**Extracted text**

Grain markets ended the first full week of trading in 2020 mostly higher as the complex ignored some of the bearish data that the USDA presented in their monthly data dump, and instead, focused on the trade war deal expected to be signed by China and the U.S. next week. The main reason grain markets closed higher on Friday is because the USDA did not include any forecasted expectations from the trade deal getting signed, hence why the market remained bullish, despite some bearish numbers.
Going into the January WASDE report, analysts were mostly bullish to begin with, expecting U.S. corn and soybean yields, harvested, acres, and ultimately production to all be lower.
That didn’t happen though (except for harvested acres that is). The USDA instead raised corn yields from their December estimate of 167 bushels per acre (bpa) to 168 bpa this month, despite the average pre-report expecting to see 166.2. Similarly, average American soybean yields were increased by 0.5 bpa to 47.4, versus the 46.6 the market was anticipating.
The only reason that total U.S. corn and soybean production came in near their respective pre-report guesstimates was because harvested acres were lowered. For corn, acres dropped to 81.5M, down just 330,000 from the November estimate, despite the USDA acknowledging there’s still a lot of corn not yet harvested, mainly in northern states. For soybeans, the harvested acreage decline was more pronounced, falling about 600,000 to 75M.
This in mind, the USDA said they’re going to re-survey producers yet again ahead of the February WASDE report, in terms of both harvested acres, but also total grain stocks. There was a lot of shaking of heads across the industry when the USDA shared that all said unharvested acres were actually counted in the grain stocks report for what was left in the pipeline. While the debate about how many bushels are actually left out in the field, this is actually starting NASS policy. That said, Dec 1 corn stocks were 11.4 billion bushels (-4.5% year-over-year and below pre-report expectations), soybean stocks were 3.252 billion bushels (-13% and above expectations), and total wheat inventories were 1.834 billion bushels (-9% and below expectations).
On the demand side of things, the USDA lowered their expectations for corn exports and feed use, but U.S. soybean crush and exports were untouched. Again though, keep in mind that the USDA did not account for the trade deal in this WASDE report.
On the other side of the equator, CONAB, Brazil’s version of the USDA, said that they’re going to be revising their 2018/19 soybean balance sheet, due to more exports than expected. Currently, CONAB is estimating the 2019/20 soybean harvest at 122.23 MT, up more than 1.1 MMT from their previous estimate in December.
For corn, the agency is forecasting a 2020 harvest of 98.71 MMT, down about 300,000 from their last estimate.
Conversely, Agroconsult is estimating that the 2019 soybean harvest in Brazil will only produce 117.6 MMT, citing dry conditions in northern and southern areas, and too much rain in central regions. The firm is also expecting the 2019 Brazilian soybean exports to come in somewhere between 76 and 78 MMT, although it’s widely expected China will buy more American going forward. On the flipside, AgroConsult is expecting 2020 corn exports from Brazil to fall to 37 MMT, down from 2019’s expected record of over 43 MMT. That said, this corn export number could fall in the dryness in southern Brazil persists.

Position annotation entries:
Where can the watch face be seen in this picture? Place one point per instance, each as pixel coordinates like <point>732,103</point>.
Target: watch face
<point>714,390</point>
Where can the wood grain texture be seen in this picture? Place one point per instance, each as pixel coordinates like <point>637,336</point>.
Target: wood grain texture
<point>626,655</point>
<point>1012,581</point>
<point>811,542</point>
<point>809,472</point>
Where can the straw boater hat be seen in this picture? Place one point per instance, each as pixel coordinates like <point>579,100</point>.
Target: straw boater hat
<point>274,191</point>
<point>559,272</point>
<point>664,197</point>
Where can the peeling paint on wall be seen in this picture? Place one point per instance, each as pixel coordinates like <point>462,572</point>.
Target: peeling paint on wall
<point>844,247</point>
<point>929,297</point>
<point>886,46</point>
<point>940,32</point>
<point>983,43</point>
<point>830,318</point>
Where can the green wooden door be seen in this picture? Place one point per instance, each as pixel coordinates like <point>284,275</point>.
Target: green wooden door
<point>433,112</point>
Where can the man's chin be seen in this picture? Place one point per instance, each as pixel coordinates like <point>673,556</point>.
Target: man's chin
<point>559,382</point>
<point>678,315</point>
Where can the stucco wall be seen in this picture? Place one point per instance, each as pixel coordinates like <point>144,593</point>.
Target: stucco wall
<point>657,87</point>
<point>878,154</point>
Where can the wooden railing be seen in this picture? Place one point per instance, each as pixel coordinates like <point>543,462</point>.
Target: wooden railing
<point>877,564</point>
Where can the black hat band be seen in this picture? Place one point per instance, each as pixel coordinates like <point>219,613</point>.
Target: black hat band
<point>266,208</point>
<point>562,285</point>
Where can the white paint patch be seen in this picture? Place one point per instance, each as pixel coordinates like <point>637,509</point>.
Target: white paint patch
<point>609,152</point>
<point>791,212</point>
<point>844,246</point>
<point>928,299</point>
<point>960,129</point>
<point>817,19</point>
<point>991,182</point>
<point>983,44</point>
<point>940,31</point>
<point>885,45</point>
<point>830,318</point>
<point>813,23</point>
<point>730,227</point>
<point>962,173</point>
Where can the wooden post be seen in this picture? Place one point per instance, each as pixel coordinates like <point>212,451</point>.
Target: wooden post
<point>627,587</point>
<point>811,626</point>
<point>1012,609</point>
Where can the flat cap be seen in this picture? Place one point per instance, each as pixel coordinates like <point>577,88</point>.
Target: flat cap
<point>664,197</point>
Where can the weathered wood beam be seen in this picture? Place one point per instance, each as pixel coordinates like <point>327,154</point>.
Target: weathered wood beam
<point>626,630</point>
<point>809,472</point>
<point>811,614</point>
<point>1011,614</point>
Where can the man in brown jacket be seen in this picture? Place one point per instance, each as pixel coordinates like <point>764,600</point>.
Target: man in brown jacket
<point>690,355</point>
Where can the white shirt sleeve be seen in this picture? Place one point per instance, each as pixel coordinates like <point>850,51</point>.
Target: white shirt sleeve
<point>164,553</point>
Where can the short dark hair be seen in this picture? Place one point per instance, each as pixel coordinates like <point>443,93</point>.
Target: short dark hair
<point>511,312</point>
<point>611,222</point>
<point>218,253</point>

---

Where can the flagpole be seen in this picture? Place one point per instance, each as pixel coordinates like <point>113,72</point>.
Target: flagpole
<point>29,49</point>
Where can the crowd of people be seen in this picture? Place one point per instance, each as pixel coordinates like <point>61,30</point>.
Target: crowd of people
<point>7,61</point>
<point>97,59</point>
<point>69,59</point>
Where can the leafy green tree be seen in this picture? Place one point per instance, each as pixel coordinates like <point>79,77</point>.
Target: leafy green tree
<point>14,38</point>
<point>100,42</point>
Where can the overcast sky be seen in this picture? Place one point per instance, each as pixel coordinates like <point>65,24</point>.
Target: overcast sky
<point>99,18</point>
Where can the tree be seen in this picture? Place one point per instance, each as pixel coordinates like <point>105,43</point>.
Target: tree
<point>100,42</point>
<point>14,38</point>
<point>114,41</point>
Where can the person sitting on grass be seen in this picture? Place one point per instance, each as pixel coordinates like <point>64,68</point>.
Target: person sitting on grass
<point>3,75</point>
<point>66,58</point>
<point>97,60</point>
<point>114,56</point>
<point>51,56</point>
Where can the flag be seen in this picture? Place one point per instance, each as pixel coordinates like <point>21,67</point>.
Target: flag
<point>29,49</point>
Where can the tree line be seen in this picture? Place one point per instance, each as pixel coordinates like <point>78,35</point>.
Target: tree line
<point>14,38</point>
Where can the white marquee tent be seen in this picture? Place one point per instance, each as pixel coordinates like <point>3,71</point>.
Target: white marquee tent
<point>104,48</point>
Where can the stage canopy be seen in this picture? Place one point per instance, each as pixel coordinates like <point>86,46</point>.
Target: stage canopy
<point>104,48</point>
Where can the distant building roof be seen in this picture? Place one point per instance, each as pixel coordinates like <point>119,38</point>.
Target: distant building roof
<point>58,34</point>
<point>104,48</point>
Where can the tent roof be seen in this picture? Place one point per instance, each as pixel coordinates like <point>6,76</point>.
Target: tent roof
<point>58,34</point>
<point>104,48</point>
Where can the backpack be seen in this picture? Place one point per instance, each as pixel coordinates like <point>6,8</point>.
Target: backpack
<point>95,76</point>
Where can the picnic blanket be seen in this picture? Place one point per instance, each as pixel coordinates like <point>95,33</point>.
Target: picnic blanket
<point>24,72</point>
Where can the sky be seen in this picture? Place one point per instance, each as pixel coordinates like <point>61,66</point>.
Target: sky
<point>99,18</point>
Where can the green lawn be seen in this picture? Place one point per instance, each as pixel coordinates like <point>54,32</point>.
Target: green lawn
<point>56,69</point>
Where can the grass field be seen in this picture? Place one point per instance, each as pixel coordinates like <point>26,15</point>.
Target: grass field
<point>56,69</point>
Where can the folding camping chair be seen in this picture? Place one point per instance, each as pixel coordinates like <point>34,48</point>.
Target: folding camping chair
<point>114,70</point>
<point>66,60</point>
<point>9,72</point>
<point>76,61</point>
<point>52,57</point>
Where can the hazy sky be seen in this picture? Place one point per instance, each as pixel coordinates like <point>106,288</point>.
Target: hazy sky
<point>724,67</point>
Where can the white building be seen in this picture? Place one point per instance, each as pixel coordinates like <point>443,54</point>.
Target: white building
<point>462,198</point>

...

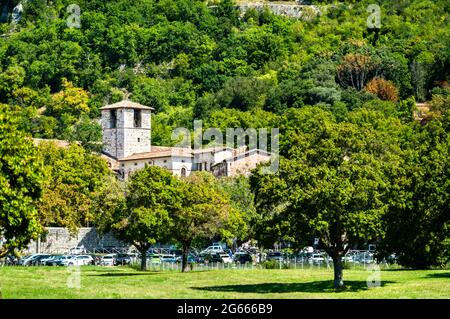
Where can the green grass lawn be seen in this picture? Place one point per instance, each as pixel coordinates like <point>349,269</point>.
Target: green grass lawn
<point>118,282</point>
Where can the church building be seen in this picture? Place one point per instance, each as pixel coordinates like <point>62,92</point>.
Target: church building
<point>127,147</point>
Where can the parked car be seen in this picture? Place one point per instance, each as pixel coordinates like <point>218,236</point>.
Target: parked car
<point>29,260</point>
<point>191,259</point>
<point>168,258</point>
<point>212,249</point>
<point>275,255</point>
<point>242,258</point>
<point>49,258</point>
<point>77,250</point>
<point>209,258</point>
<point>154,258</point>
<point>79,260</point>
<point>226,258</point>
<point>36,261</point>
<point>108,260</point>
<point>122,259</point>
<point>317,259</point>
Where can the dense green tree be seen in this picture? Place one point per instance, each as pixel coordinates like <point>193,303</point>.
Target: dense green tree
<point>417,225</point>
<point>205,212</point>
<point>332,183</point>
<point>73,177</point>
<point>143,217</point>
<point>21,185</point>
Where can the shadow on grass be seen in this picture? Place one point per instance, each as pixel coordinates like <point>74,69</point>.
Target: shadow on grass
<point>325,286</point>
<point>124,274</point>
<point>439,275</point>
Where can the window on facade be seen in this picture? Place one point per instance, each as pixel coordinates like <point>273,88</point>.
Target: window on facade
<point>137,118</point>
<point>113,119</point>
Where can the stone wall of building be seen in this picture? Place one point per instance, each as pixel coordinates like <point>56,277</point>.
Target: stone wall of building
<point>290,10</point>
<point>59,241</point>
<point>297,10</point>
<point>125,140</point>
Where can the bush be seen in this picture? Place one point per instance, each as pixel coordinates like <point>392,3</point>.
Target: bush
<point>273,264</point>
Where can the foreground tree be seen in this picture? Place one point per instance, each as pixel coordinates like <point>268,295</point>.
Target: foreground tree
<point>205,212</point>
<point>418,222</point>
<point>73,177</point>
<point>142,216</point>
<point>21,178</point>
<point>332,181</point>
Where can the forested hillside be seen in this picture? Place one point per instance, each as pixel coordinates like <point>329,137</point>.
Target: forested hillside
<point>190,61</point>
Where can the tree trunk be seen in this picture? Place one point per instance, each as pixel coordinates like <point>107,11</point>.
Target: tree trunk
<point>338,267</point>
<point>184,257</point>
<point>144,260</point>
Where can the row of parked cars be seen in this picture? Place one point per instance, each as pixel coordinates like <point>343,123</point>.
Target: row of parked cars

**Aim**
Please answer these questions using the grain market report above:
(a) To what figure did the USDA raise its corn yield estimate this month?
(b) To what level did U.S. harvested soybean acres fall?
(c) What is CONAB's current estimate for the 2019/20 soybean harvest?

**Solution for this exercise**
(a) 168 bushels per acre
(b) 75M
(c) 122.23 MT